START PROVIDED INFORMATION

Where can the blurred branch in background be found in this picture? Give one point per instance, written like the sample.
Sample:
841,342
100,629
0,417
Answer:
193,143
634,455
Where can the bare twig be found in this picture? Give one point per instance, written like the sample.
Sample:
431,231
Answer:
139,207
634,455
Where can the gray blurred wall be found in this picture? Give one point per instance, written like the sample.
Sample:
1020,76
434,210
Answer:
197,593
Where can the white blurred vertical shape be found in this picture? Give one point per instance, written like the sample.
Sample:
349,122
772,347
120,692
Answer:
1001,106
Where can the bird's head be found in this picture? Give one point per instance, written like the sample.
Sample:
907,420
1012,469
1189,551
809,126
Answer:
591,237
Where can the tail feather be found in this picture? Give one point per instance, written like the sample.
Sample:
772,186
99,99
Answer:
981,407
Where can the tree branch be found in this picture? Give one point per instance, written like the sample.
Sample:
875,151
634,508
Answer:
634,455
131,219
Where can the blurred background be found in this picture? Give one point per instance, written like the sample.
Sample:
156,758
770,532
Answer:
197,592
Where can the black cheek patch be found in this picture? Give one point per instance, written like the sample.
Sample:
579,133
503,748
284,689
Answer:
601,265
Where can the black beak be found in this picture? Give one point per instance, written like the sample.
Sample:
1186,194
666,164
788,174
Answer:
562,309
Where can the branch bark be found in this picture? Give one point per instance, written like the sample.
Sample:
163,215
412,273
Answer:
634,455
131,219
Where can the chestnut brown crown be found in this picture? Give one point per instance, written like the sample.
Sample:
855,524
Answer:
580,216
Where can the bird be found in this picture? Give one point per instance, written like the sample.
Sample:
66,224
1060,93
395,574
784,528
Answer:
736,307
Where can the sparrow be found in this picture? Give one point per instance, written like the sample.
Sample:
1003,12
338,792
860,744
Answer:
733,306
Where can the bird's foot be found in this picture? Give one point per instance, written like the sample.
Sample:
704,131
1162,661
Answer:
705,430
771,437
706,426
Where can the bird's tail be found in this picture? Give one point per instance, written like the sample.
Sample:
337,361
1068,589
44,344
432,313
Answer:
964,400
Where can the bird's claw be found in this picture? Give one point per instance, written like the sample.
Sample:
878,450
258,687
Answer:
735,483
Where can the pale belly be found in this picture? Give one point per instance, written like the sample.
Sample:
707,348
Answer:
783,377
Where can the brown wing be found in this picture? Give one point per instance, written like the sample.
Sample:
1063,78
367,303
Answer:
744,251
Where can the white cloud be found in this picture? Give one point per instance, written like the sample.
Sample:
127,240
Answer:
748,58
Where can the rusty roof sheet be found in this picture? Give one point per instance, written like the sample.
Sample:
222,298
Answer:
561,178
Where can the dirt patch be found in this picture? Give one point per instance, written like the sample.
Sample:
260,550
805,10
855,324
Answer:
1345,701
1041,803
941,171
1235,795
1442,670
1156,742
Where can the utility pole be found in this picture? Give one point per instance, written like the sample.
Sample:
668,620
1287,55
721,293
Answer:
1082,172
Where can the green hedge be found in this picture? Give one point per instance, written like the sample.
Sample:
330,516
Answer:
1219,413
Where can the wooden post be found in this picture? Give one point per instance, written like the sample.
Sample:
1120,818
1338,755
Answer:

END PROVIDED INFORMATION

WORK TO COMPLETE —
Give back the lines above exactly, from the one with "Where can the bird's tail" through the last line.

WRITTEN RESPONSE —
Where can the bird's tail be found in this picture? Give one point per instance, written like the sample.
Sample:
337,361
1068,589
44,344
432,313
Answer:
964,400
Where can the bird's claw be found in this picture? Give one point per instance, written like the sample.
Sample:
878,450
258,687
Answer:
735,483
Where can the pale belly be found in this picture? Give one point per instance, written like the sample.
Sample:
707,348
Answer:
783,377
Where can the brown wing be found in this picture? Give one point per instance, written like the sample.
Sample:
1063,78
367,303
Answer:
744,251
Where can the white cloud be found in this picture? Give one point per instance, written like the sample.
Sample:
127,240
Answer:
748,58
Where can the rusty roof sheet be found in this picture? Give one point per instance, written like the sample.
Sample:
222,298
Answer:
561,178
Where can the dirt patch be found in this picture? Give one point per instance, written like the sample.
Sample:
260,550
805,10
855,324
Answer:
1345,701
1041,803
941,171
1235,795
1442,670
1156,742
Where can the utility pole be found in this picture? Give one point per instance, written like the sample.
Sample:
668,620
1287,55
721,293
Answer:
1082,172
Where can the green hedge be found in this picture? Give one point per instance, written like the sample.
Sample:
330,516
Answer:
1219,413
Where can the wooden post be found in this picture? Give one point per instance, written like the sample.
Sample:
1120,818
1338,755
Answer:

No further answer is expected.